Point labeling records:
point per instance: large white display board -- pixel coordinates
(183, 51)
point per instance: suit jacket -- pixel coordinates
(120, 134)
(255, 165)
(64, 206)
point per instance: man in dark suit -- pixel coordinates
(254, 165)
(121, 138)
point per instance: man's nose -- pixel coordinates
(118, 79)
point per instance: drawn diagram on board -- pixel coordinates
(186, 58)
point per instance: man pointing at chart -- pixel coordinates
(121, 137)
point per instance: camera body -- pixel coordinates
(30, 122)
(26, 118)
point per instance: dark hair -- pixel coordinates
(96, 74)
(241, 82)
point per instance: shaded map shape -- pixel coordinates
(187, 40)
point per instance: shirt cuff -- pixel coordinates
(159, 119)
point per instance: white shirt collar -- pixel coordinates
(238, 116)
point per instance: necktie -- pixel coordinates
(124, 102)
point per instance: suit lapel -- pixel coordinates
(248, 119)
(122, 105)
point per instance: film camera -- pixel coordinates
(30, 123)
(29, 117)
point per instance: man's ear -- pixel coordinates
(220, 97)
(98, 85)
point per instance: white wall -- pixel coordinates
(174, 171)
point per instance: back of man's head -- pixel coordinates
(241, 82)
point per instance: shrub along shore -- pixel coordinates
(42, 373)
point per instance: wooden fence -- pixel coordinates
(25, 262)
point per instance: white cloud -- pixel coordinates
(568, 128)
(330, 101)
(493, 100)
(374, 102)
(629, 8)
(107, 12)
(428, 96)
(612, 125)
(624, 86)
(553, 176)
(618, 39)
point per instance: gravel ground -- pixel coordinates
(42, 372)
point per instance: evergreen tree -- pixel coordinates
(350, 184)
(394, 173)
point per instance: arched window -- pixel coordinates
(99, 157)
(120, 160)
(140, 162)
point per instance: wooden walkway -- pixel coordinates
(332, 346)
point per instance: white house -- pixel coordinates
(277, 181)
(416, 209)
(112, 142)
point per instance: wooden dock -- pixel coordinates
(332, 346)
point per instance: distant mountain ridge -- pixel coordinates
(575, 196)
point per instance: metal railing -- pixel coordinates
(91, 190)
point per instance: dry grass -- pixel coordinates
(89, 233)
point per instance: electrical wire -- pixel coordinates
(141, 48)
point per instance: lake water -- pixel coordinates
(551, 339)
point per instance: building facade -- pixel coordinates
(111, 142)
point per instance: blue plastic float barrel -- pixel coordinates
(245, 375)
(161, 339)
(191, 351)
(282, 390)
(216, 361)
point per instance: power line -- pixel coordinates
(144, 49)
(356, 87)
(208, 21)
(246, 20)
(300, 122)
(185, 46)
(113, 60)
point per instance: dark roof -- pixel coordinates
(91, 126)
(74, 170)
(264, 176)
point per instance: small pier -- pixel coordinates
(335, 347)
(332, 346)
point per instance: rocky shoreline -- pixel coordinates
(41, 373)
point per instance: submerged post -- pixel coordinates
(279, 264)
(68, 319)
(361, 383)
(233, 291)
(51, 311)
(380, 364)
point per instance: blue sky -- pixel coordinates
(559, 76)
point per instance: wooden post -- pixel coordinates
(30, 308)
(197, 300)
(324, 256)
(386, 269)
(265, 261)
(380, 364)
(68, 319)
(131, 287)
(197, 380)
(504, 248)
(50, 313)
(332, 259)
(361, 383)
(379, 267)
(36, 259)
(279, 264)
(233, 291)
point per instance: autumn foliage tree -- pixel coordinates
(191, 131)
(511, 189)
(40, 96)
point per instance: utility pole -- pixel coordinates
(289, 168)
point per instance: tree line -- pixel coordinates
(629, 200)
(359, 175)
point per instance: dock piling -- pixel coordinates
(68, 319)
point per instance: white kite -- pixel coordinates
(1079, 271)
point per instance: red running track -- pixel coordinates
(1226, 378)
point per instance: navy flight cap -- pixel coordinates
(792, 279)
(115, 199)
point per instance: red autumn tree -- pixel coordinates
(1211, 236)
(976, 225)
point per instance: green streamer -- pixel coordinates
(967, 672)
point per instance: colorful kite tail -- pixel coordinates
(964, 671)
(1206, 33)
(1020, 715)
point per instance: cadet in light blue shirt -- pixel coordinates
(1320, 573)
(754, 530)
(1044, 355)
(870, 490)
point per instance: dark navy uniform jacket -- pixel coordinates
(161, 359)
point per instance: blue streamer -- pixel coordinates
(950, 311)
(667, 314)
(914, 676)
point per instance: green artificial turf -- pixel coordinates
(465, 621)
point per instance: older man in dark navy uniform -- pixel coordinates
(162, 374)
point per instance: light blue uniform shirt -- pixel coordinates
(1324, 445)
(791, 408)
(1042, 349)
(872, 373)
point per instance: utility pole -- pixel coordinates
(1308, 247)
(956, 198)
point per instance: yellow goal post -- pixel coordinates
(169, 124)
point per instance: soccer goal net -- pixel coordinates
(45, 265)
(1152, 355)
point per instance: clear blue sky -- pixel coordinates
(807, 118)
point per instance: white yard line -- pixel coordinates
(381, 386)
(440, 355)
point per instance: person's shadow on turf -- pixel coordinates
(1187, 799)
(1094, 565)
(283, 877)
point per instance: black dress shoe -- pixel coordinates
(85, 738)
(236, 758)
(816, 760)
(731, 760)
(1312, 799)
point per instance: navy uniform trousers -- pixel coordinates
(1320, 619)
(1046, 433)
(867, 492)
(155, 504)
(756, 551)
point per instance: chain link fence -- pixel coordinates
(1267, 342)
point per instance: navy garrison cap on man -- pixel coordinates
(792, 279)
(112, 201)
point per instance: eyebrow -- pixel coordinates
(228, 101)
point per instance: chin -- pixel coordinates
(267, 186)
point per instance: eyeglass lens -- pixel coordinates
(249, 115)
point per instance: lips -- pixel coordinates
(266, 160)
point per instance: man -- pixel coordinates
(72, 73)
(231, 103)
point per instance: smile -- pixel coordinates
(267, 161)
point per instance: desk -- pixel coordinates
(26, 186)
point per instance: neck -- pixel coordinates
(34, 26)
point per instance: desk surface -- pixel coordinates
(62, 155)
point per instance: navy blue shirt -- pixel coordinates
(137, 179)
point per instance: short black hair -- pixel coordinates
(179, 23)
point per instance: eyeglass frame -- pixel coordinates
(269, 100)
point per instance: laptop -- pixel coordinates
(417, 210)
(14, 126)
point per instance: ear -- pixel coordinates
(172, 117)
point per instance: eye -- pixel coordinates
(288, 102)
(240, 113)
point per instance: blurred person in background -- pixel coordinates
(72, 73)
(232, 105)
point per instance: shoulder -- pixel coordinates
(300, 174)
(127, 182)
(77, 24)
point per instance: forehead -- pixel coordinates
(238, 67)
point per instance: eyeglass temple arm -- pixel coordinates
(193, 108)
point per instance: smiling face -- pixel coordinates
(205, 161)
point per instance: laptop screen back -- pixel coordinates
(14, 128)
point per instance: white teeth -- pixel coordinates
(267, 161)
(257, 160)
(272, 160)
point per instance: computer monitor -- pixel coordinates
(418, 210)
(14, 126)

* Exercise brief: Give the records again from the line containing "point per instance: clear" through the end of the records, swapping every "pixel coordinates" for "pixel positions" and leaving everything else unchanged.

* Solved exercise:
point per instance: clear blue sky -- pixel positions
(807, 118)
point per instance: white yard line -- pixel positions
(381, 386)
(440, 355)
point per instance: person's shadow on turf -- pixel positions
(1187, 799)
(1094, 565)
(283, 877)
point per instance: black dress shoe -- pixel positions
(85, 738)
(236, 758)
(816, 760)
(731, 760)
(1312, 799)
point per instance: navy uniform trousers -- pixel positions
(1320, 619)
(1046, 433)
(867, 492)
(155, 504)
(756, 551)
point per instance: chain link fence -- pixel positions
(1267, 342)
point per instance: navy garrison cap on man -- pixel positions
(792, 279)
(112, 201)
point per instance: eyebrow -- pixel positions
(228, 101)
point per instance: chin -- pixel positions
(267, 186)
point per instance: eyeglass lens -- pixel positions
(249, 115)
point per instance: lips -- pixel positions
(266, 160)
point per instance: man -- pixel positions
(72, 73)
(231, 103)
point per instance: smile -- pixel positions
(267, 161)
point per instance: desk -- pixel positions
(26, 186)
point per instance: neck -- pixel positions
(34, 26)
point per instance: desk surface -- pixel positions
(62, 155)
point per instance: navy blue shirt -- pixel positions
(137, 179)
point per instance: short black hair -- pixel positions
(179, 23)
point per instance: eyeglass frame -- pixel positions
(269, 100)
point per instance: laptop -- pixel positions
(417, 210)
(14, 126)
point per instance: ear -- pixel positions
(172, 117)
point per instance: eye -- pixel positions
(288, 102)
(240, 113)
point per instance: blurred person in background -- pixel positions
(72, 73)
(232, 105)
point per instance: shoulder -- pixel positions
(300, 174)
(127, 182)
(77, 24)
point per instance: forehead -- pixel positions
(238, 67)
point per instance: eyeglass temple arm -- pixel positions
(193, 108)
point per instance: smiling face -- pixel positions
(205, 161)
point per instance: laptop screen back -- pixel positions
(14, 128)
point per instance: white teeth -- pixel positions
(267, 161)
(257, 160)
(272, 160)
point per instance: computer monitor -- pixel positions
(418, 210)
(14, 126)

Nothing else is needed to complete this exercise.